La pobreza en España, ese mal endémico

ALEJANDRO FERNÁNDEZ BARRAJÓN (religioso mercedario)

Pobreza

Ya no resulta posible recorrer cincuenta metros por las calles de Madrid sin encontrarse con ninguna persona que está mendigando. Nos podemos encontrar con mendigos de iglesia –como en aquellos tiempos de Benito Pérez Galdós y su obra Misericordia, que reservan y defienden su plaza con uñas y dientes–; hay también mendigos de parque que se tumban en los bancos y toman el sol a tiempo y a destiempo. Hay mendigos de cariño que dan vueltas y vueltas pidiendo, sin pedir, una sonrisa, una palabra amable o una mueca de aprobación. Hay mendigos ecológicos que alimentan palomas e incumplen la normativa municipal y llevan bolsas de El Corte Inglés llenas de migas de pan para nutrir a las palomas y consolidar así una plaga que llena de suciedad los parques, los jardines y las fachadas de las iglesias.

::::::

• _Objetivo de la tarea_
Copia sin cambios el pasaje del texto sobre la pobreza en España que va desde "La pobreza en" hasta "de las iglesias.".

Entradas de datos
::::::

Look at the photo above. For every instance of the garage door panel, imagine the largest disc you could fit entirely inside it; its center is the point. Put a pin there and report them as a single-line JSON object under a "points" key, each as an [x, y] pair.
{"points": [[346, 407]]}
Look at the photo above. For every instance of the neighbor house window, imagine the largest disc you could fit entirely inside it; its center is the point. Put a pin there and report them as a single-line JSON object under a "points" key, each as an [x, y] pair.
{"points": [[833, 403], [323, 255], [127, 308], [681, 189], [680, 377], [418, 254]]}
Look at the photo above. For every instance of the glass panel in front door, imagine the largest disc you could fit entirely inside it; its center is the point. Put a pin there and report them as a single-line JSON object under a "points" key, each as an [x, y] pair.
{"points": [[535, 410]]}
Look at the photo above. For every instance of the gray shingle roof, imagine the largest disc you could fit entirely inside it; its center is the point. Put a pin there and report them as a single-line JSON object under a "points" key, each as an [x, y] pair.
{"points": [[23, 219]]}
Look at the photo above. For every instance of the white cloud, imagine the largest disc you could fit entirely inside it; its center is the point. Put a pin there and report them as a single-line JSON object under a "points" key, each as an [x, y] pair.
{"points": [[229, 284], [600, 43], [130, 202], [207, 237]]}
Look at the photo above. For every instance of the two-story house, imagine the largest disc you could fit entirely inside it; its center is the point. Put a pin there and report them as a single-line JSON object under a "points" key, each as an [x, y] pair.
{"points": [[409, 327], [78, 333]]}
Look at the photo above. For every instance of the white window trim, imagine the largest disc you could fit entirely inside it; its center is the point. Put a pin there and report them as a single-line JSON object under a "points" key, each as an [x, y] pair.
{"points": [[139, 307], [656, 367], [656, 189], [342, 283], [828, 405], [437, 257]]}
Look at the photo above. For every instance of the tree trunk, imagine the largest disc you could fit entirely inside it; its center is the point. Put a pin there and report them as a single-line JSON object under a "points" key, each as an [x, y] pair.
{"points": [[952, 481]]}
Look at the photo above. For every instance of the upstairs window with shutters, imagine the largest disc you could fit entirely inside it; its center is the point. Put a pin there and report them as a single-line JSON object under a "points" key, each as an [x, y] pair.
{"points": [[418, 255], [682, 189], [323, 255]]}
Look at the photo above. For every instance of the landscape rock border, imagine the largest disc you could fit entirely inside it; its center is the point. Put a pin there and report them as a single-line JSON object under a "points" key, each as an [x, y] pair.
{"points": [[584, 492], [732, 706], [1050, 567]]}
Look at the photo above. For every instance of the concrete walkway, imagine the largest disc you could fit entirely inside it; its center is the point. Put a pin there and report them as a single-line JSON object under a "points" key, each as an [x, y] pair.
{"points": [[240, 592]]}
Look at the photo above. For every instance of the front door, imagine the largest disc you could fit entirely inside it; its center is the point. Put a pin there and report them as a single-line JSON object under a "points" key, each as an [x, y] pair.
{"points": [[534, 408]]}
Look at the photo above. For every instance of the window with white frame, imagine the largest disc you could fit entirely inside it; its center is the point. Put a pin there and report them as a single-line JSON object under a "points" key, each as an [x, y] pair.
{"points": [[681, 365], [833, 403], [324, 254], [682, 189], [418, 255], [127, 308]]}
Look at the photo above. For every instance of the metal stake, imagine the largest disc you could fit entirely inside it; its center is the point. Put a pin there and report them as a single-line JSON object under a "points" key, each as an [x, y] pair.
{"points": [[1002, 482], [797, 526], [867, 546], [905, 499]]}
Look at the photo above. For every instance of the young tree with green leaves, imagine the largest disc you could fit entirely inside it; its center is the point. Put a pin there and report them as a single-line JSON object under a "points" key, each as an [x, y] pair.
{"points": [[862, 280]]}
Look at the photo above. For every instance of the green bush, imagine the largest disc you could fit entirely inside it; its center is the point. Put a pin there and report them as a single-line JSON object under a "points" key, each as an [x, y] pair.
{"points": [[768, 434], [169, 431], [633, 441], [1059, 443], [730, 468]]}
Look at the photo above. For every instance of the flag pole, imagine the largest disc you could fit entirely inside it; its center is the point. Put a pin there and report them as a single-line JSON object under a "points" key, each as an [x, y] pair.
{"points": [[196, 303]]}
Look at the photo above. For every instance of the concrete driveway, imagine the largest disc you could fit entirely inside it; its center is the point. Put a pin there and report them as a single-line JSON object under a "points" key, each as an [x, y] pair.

::::::

• _Respuesta escrita_
La pobreza en España, ese mal endémico

ALEJANDRO FERNÁNDEZ BARRAJÓN (religioso mercedario)

Pobreza

Ya no resulta posible recorrer cincuenta metros por las calles de Madrid sin encontrarse con ninguna persona que está mendigando. Nos podemos encontrar con mendigos de iglesia –como en aquellos tiempos de Benito Pérez Galdós y su obra Misericordia, que reservan y defienden su plaza con uñas y dientes–; hay también mendigos de parque que se tumban en los bancos y toman el sol a tiempo y a destiempo. Hay mendigos de cariño que dan vueltas y vueltas pidiendo, sin pedir, una sonrisa, una palabra amable o una mueca de aprobación. Hay mendigos ecológicos que alimentan palomas e incumplen la normativa municipal y llevan bolsas de El Corte Inglés llenas de migas de pan para nutrir a las palomas y consolidar así una plaga que llena de suciedad los parques, los jardines y las fachadas de las iglesias.